Instruction> Copy exactly, and only, the lines from the line containing "target | man's forearm" through the last line of the records below, both included.

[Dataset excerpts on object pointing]
————
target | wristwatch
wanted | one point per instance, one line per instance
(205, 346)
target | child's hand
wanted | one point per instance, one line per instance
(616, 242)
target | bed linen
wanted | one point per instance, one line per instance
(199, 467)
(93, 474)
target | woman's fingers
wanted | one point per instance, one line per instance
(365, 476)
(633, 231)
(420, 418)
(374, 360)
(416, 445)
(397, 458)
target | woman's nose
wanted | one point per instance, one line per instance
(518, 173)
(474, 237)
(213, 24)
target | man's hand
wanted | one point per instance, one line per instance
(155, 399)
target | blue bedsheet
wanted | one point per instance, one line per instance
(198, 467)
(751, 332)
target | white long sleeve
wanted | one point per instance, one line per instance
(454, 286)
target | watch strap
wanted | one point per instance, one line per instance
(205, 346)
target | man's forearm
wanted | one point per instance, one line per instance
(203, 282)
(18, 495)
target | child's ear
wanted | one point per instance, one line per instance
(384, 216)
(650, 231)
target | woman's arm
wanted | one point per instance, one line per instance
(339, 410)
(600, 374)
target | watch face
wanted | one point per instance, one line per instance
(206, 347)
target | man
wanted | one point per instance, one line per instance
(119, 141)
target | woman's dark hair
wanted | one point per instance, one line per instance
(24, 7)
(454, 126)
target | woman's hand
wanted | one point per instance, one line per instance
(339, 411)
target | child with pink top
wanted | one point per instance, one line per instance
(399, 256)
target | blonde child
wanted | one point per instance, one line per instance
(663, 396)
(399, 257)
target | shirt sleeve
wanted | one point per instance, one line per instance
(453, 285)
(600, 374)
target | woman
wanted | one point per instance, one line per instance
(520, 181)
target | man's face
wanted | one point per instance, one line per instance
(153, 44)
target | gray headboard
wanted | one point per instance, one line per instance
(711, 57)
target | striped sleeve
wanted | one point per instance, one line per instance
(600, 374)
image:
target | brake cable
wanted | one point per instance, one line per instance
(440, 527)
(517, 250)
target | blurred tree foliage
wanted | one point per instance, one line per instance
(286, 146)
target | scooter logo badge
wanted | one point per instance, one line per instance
————
Solution>
target | man's forearm
wanted | one point per instance, one line per instance
(203, 282)
(18, 495)
target | child's ear
wanted | one point per instance, one line per instance
(384, 216)
(650, 231)
target | woman's arm
wanted | one point per instance, one line per instance
(339, 410)
(600, 374)
target | watch face
wanted | one point per instance, one line per instance
(206, 347)
target | man
wanted | one point per instance, one line per instance
(119, 141)
target | woman's dark hair
wanted | one point per instance, one line per instance
(24, 7)
(454, 126)
target | woman's hand
wanted | one point per instance, one line per instance
(339, 411)
target | child with pink top
wanted | one point per instance, one line per instance
(399, 256)
target | blonde child
wanted | one point per instance, one line per instance
(663, 396)
(399, 257)
target | shirt sleeve
wanted | one point per instance, one line per instance
(453, 285)
(600, 374)
target | woman
wanted | one point per instance, one line per instance
(520, 181)
target | man's face
wanted | one point per instance, one line per instance
(153, 44)
target | gray headboard
wanted | one point per instance, one line per instance
(711, 57)
target | striped sleeve
wanted | one point per instance, one line per instance
(600, 374)
image:
target | brake cable
wanted | one point per instance, one line per instance
(440, 527)
(517, 250)
target | blurred tree foliage
wanted | one point per instance, one line per instance
(286, 146)
target | scooter logo badge
wanted | one point per instance, one line per instance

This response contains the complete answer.